> [Region pointing data]
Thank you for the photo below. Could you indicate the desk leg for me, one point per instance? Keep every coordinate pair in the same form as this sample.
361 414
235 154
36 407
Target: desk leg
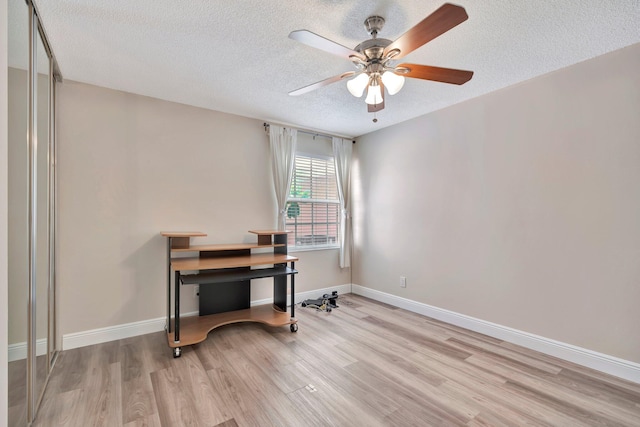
168 328
176 286
293 291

> [Task requirements]
What's needed is every record restated exactly, pictures excluded.

> [Answer to the exercise]
Thank you for the photo below. Could you indicate the desk leg for me, one point per instance? Keep every coordinate pair in the same form as this sample.
361 414
235 154
36 407
Target: desk leg
168 328
176 286
293 291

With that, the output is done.